- **EXERCISE**
Find every line in the material below that contains the string "cliff" and copy each of those lines. Matching is case-sensitive.

─── DATASET EXTRACT ───

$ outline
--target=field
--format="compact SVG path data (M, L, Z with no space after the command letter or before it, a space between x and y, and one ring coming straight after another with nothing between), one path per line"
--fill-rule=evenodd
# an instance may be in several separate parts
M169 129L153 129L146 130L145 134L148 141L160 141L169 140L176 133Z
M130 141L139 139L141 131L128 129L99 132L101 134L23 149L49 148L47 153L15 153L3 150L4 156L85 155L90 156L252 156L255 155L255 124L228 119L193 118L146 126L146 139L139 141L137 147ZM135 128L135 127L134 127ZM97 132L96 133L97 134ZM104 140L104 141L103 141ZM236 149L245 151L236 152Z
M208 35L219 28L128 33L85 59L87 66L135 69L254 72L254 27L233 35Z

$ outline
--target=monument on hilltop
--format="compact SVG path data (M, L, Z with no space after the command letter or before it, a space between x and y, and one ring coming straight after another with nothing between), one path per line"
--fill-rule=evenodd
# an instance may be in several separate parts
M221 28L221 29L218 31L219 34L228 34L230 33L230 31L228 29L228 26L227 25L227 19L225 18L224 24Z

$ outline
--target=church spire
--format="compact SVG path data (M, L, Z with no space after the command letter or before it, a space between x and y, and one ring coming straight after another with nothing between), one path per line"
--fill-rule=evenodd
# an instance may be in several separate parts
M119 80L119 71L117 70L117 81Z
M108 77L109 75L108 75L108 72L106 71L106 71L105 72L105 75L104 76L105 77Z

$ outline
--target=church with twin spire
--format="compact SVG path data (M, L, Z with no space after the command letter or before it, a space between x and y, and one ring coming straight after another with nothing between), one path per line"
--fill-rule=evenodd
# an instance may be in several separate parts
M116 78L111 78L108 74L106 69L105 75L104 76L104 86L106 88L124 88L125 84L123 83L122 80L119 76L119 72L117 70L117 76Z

───
─── DATASET EXTRACT ───

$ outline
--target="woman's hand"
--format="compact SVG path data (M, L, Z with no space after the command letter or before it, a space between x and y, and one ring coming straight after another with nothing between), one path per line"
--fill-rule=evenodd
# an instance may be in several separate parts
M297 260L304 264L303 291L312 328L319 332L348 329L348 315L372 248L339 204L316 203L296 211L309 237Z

───
─── DATASET EXTRACT ───

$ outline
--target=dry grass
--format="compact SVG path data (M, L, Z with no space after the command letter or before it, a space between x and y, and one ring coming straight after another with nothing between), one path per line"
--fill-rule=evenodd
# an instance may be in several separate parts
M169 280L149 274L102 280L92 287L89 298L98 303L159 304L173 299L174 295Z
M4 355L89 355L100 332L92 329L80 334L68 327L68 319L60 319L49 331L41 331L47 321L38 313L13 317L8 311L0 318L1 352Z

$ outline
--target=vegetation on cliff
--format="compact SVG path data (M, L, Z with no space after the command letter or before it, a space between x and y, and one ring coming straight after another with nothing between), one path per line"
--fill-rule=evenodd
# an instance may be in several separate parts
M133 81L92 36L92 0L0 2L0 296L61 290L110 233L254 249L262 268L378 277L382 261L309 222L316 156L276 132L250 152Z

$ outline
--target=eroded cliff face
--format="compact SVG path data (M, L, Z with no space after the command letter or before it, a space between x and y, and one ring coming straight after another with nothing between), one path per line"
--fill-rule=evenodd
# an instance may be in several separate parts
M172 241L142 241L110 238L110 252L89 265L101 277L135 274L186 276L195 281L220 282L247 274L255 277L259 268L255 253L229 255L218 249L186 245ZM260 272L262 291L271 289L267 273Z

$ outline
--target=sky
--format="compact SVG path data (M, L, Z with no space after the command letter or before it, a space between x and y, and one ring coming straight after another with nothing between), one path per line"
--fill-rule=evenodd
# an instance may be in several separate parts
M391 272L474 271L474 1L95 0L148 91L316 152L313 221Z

───

- **THE ANSWER**
--target=vegetation on cliff
--target=eroded cliff face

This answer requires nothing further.